- MATERIAL TO PROCESS:
"""

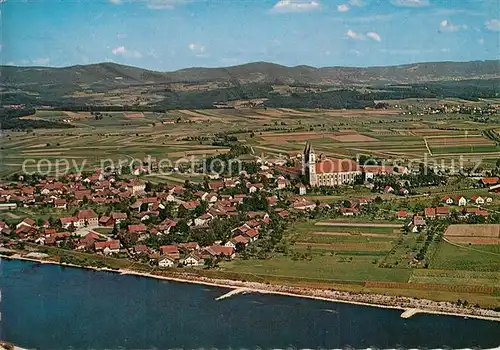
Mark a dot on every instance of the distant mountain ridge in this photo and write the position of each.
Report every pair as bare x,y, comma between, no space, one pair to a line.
112,75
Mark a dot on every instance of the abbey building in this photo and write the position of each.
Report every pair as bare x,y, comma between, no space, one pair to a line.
328,172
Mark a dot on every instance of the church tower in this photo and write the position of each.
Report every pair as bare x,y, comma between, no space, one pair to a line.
312,167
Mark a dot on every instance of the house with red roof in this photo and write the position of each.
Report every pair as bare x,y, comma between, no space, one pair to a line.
189,246
106,221
442,211
27,222
86,217
66,222
139,228
194,259
448,200
489,181
478,200
461,200
60,203
166,261
118,217
170,250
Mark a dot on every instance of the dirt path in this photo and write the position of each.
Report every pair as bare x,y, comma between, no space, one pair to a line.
470,248
355,224
427,145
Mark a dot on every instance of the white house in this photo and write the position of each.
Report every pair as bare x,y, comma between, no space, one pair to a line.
448,200
478,200
194,259
302,189
462,201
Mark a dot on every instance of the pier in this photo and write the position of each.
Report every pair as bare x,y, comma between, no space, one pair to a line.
231,293
409,313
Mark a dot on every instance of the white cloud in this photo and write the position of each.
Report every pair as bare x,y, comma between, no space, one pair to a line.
284,6
41,61
410,3
122,51
353,35
374,36
343,8
119,50
447,26
196,48
357,3
493,25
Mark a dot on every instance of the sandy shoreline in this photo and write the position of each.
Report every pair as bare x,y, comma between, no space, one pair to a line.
407,306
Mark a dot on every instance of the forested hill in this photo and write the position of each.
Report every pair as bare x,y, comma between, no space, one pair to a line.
111,75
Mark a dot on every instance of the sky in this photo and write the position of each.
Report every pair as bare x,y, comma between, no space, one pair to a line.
166,35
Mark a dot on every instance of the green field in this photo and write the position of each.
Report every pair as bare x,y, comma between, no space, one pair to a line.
450,257
321,268
383,133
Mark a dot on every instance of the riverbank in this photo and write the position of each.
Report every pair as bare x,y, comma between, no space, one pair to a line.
408,306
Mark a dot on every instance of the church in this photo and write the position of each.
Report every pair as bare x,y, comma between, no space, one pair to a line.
328,172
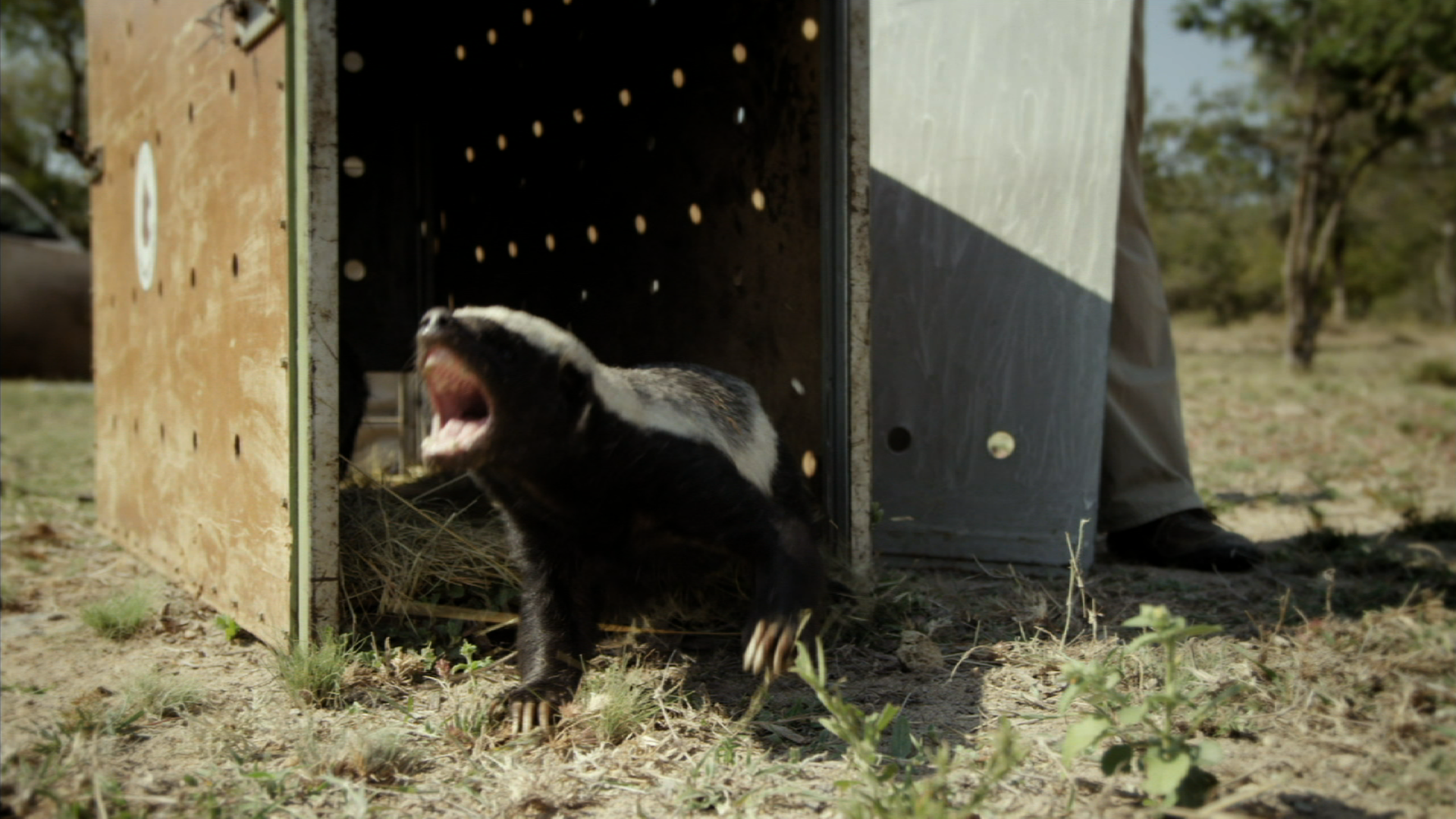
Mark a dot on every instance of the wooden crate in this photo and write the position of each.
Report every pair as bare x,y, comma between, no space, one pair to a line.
324,186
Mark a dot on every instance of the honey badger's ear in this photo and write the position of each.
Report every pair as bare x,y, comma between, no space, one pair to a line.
576,385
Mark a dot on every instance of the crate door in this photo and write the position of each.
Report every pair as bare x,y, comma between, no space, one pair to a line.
995,143
191,300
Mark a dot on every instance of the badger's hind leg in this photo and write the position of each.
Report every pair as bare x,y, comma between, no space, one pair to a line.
555,634
788,588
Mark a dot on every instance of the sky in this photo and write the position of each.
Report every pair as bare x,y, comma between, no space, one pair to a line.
1178,61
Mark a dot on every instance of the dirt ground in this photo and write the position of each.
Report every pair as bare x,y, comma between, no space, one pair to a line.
1331,689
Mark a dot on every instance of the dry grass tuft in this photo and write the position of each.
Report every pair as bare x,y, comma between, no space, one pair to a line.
121,615
378,757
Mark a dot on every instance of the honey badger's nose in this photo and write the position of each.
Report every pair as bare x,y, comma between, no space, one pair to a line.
435,322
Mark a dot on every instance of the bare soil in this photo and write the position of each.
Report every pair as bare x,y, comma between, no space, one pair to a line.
1337,657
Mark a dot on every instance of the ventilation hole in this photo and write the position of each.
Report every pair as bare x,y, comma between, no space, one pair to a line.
1001,445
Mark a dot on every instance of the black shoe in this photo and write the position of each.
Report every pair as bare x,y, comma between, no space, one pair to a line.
1185,539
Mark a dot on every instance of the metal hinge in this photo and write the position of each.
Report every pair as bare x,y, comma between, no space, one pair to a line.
255,19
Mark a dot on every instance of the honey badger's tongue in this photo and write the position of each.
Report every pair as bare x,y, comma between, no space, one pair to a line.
462,407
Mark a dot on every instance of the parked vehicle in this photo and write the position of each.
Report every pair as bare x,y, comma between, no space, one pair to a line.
46,311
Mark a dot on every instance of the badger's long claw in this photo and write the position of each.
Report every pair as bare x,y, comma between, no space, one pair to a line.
769,649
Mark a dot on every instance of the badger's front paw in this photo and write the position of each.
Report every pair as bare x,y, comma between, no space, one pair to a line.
770,646
530,707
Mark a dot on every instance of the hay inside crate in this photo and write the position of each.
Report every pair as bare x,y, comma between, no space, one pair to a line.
438,550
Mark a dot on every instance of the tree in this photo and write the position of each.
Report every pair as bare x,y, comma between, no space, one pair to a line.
44,76
1359,77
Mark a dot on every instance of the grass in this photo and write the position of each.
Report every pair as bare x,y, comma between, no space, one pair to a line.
376,757
313,673
121,615
162,695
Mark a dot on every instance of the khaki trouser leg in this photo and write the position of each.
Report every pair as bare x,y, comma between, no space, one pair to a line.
1145,457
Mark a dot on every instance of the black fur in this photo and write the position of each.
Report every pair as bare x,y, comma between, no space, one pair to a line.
603,512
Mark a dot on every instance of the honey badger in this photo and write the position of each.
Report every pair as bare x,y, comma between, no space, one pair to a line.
615,483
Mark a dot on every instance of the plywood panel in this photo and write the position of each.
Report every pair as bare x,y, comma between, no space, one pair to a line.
995,143
191,373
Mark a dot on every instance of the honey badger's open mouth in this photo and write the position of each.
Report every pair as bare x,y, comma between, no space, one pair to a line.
462,407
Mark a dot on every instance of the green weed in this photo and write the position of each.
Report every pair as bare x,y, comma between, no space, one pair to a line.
887,787
1147,730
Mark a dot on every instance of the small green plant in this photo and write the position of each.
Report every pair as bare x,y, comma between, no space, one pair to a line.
313,673
471,665
120,615
229,627
886,787
1147,730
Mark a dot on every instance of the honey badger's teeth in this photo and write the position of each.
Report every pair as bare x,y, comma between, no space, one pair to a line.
462,404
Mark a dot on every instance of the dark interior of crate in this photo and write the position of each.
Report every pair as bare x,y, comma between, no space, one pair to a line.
647,174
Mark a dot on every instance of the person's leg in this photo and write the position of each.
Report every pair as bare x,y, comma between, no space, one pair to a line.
1147,499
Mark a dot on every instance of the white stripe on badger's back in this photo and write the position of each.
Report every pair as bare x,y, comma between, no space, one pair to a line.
538,331
708,407
674,400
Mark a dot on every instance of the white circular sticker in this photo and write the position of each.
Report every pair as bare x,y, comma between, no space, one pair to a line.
145,218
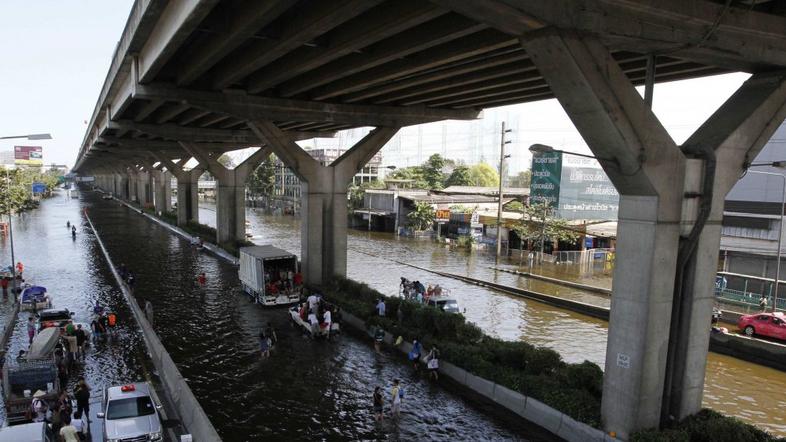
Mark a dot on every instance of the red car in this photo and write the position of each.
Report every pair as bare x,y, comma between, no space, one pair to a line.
771,325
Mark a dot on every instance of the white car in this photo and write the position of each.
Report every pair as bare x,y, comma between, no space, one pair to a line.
130,414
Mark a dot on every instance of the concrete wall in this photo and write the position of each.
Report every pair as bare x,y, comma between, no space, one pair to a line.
528,408
191,414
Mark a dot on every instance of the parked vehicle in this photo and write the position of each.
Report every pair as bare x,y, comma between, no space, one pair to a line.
54,317
255,262
21,379
444,303
771,325
130,413
34,432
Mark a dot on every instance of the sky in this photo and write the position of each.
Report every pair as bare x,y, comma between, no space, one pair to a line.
56,55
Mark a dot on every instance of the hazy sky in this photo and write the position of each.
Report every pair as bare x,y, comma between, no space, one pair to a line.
56,55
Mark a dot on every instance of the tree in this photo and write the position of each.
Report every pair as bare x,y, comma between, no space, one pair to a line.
422,217
263,179
459,177
432,171
483,175
538,224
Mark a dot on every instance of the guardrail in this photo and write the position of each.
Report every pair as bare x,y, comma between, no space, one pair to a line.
188,408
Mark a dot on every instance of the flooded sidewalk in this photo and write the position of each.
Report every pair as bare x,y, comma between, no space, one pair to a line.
306,390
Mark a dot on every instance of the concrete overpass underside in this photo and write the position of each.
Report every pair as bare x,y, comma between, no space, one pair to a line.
197,78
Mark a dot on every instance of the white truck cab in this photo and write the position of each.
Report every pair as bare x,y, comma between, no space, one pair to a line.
130,414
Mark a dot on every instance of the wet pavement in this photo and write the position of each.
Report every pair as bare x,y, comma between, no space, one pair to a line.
307,390
76,275
734,387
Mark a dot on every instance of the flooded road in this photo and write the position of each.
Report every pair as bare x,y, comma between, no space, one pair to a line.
307,390
76,276
735,387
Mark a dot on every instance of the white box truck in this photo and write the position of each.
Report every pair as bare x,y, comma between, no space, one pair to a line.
280,266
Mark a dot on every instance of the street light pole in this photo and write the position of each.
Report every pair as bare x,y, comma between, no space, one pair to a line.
780,234
502,157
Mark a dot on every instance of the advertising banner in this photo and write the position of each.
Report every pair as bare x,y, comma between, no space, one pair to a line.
546,176
586,193
28,155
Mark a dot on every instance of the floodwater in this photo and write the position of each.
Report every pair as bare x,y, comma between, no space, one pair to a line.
76,276
307,390
735,387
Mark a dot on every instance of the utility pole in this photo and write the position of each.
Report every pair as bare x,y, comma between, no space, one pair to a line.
502,157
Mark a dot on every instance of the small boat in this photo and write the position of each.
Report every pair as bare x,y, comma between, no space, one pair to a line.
34,298
320,330
43,344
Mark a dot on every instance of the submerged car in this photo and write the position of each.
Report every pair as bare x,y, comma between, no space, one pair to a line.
771,325
130,414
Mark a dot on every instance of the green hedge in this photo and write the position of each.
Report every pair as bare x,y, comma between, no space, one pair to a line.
574,389
207,233
707,426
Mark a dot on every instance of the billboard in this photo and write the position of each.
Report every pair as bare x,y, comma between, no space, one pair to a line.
29,155
586,193
546,175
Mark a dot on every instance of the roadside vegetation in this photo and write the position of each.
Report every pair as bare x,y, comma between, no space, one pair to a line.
707,426
538,372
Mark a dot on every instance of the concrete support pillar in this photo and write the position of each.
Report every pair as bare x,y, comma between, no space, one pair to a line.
230,191
651,320
323,197
187,188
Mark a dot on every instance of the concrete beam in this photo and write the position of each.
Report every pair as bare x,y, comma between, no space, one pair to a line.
246,20
176,23
736,132
649,171
462,49
302,28
426,36
263,108
385,21
700,30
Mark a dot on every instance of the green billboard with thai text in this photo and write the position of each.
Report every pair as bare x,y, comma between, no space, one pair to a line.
546,176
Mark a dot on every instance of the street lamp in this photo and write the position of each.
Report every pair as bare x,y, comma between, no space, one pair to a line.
780,165
10,225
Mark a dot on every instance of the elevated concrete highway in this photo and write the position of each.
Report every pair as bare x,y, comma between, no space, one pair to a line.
197,78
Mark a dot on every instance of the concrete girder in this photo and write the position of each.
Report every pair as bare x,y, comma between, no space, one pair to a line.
379,23
702,31
737,132
234,137
620,129
243,24
303,28
426,36
231,191
462,49
643,162
324,197
175,24
257,108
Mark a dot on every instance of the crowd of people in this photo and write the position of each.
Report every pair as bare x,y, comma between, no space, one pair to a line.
416,291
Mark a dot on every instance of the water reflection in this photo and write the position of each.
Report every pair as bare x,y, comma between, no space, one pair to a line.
306,390
749,391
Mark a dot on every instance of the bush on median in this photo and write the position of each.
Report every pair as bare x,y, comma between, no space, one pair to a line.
574,389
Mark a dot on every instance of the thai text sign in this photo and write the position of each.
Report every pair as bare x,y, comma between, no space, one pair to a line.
30,155
442,215
546,176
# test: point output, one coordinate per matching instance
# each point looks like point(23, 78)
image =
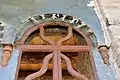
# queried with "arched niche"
point(34, 48)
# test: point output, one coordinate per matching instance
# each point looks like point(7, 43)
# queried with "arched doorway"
point(56, 42)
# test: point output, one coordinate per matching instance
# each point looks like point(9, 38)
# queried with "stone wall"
point(109, 14)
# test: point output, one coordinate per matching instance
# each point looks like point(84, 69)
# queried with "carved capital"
point(7, 50)
point(103, 49)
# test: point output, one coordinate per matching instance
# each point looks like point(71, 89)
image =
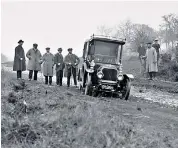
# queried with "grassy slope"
point(63, 118)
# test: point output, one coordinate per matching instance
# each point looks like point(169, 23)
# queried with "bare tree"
point(142, 33)
point(103, 30)
point(125, 30)
point(169, 29)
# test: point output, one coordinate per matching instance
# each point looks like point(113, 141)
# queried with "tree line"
point(136, 33)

"""

- TASK DESCRIPTION: The lines holding the string "black" in the listing above are what you should copy out.

- ANSWER TO THE PROBLEM:
Mark a dot on every instance of the black shoe in this photo and write the position of each.
Mark a dot on every instance of the black fur in this photo and write the position of each.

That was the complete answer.